## DIRECTIONS FOR THIS TASK
Print every line of the records below verbatim, keeping their original order.

[Data items]
***
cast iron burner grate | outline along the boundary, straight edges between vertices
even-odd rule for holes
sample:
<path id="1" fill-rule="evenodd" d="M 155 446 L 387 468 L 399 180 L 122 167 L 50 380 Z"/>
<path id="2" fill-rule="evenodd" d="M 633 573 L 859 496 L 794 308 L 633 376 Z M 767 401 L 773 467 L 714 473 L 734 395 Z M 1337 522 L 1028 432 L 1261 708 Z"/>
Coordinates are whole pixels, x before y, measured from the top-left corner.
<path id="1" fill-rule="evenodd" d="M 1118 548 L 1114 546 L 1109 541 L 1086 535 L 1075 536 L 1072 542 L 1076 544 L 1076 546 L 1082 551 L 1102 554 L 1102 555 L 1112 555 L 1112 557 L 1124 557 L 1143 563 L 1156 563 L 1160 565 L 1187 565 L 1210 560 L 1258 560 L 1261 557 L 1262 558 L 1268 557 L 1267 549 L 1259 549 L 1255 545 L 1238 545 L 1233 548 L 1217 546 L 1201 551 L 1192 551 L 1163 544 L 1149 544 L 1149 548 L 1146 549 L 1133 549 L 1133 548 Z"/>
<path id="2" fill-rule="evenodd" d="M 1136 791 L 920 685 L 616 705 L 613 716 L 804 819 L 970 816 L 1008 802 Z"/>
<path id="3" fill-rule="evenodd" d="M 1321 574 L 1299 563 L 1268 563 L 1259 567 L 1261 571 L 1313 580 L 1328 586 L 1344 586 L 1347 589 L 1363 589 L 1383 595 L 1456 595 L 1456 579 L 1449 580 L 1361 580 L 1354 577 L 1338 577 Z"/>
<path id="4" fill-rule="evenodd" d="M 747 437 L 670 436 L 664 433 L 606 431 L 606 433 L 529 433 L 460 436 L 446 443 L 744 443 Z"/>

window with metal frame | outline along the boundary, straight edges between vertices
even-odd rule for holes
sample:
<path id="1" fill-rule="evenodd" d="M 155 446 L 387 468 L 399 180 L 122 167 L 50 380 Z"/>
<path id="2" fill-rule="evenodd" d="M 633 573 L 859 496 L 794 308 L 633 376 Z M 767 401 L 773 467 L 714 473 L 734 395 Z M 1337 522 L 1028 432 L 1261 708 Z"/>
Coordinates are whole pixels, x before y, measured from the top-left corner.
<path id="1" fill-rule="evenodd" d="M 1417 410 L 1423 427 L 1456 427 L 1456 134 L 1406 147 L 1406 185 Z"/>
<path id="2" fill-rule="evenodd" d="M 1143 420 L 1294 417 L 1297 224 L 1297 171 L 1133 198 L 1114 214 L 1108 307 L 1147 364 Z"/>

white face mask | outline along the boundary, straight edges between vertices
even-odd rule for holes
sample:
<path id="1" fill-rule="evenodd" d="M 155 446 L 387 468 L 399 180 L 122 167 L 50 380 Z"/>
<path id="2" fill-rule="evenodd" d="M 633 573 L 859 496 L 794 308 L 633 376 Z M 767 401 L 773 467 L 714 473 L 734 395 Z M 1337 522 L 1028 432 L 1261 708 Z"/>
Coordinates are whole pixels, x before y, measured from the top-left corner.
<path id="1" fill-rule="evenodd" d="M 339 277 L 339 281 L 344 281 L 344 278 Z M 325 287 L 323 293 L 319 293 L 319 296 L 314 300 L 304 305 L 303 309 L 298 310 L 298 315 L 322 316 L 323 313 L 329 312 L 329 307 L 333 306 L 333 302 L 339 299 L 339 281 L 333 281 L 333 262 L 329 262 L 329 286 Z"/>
***
## REPLY
cast iron burner grate | outline along the boundary, straight edges between vertices
even-odd rule for holes
sample:
<path id="1" fill-rule="evenodd" d="M 155 446 L 387 468 L 399 180 L 122 167 L 50 380 Z"/>
<path id="2" fill-rule="evenodd" d="M 633 573 L 859 496 L 794 308 L 633 376 Z M 767 401 L 773 467 L 714 473 L 734 395 Z M 1337 522 L 1028 432 L 1261 708 Z"/>
Coordinates are whole pixels, x before y, measured from the top-left corner.
<path id="1" fill-rule="evenodd" d="M 1118 548 L 1114 546 L 1109 541 L 1086 535 L 1075 536 L 1072 542 L 1076 544 L 1076 546 L 1082 551 L 1102 554 L 1102 555 L 1112 555 L 1112 557 L 1124 557 L 1143 563 L 1156 563 L 1160 565 L 1187 565 L 1210 560 L 1258 560 L 1261 557 L 1262 558 L 1268 557 L 1267 549 L 1259 549 L 1255 545 L 1238 545 L 1233 548 L 1217 546 L 1201 551 L 1192 551 L 1163 544 L 1149 544 L 1149 548 L 1146 549 L 1133 549 L 1133 548 Z"/>
<path id="2" fill-rule="evenodd" d="M 1136 791 L 920 685 L 616 705 L 613 716 L 804 819 L 970 816 L 1008 802 Z"/>
<path id="3" fill-rule="evenodd" d="M 1321 574 L 1299 563 L 1268 563 L 1259 567 L 1261 571 L 1313 580 L 1328 586 L 1344 586 L 1347 589 L 1363 589 L 1383 595 L 1456 595 L 1456 579 L 1449 580 L 1361 580 L 1354 577 L 1338 577 Z"/>
<path id="4" fill-rule="evenodd" d="M 747 437 L 670 436 L 664 433 L 606 431 L 606 433 L 529 433 L 460 436 L 446 443 L 744 443 Z"/>

window with metal frame | outline along the boundary, straight edges between vertices
even-odd rule for holes
sample:
<path id="1" fill-rule="evenodd" d="M 155 446 L 387 468 L 399 180 L 122 167 L 50 380 Z"/>
<path id="2" fill-rule="evenodd" d="M 633 573 L 859 496 L 794 308 L 633 376 Z M 767 401 L 773 467 L 714 473 L 734 395 Z M 1337 522 L 1028 432 L 1261 708 Z"/>
Coordinates are whole pixels, x before y, measured from the top-left corner.
<path id="1" fill-rule="evenodd" d="M 1417 410 L 1423 427 L 1456 427 L 1456 134 L 1406 147 L 1406 185 Z"/>
<path id="2" fill-rule="evenodd" d="M 1143 420 L 1294 417 L 1297 224 L 1297 171 L 1133 198 L 1114 214 L 1108 307 L 1147 364 Z"/>

white face mask | outline along the boundary, straight edges between vertices
even-odd rule for holes
sample:
<path id="1" fill-rule="evenodd" d="M 155 446 L 387 468 L 399 180 L 122 167 L 50 380 Z"/>
<path id="2" fill-rule="evenodd" d="M 633 573 L 859 496 L 794 308 L 633 376 Z M 767 401 L 773 467 L 714 473 L 734 395 Z M 1337 522 L 1028 432 L 1261 708 Z"/>
Coordinates are whole pixels, x before y, measured from the top-left corner.
<path id="1" fill-rule="evenodd" d="M 339 277 L 339 281 L 344 281 L 344 278 Z M 325 287 L 323 293 L 319 293 L 319 296 L 314 300 L 304 305 L 303 309 L 298 310 L 298 315 L 322 316 L 323 313 L 329 312 L 329 307 L 333 306 L 333 302 L 339 299 L 339 281 L 333 281 L 333 262 L 329 262 L 329 286 Z"/>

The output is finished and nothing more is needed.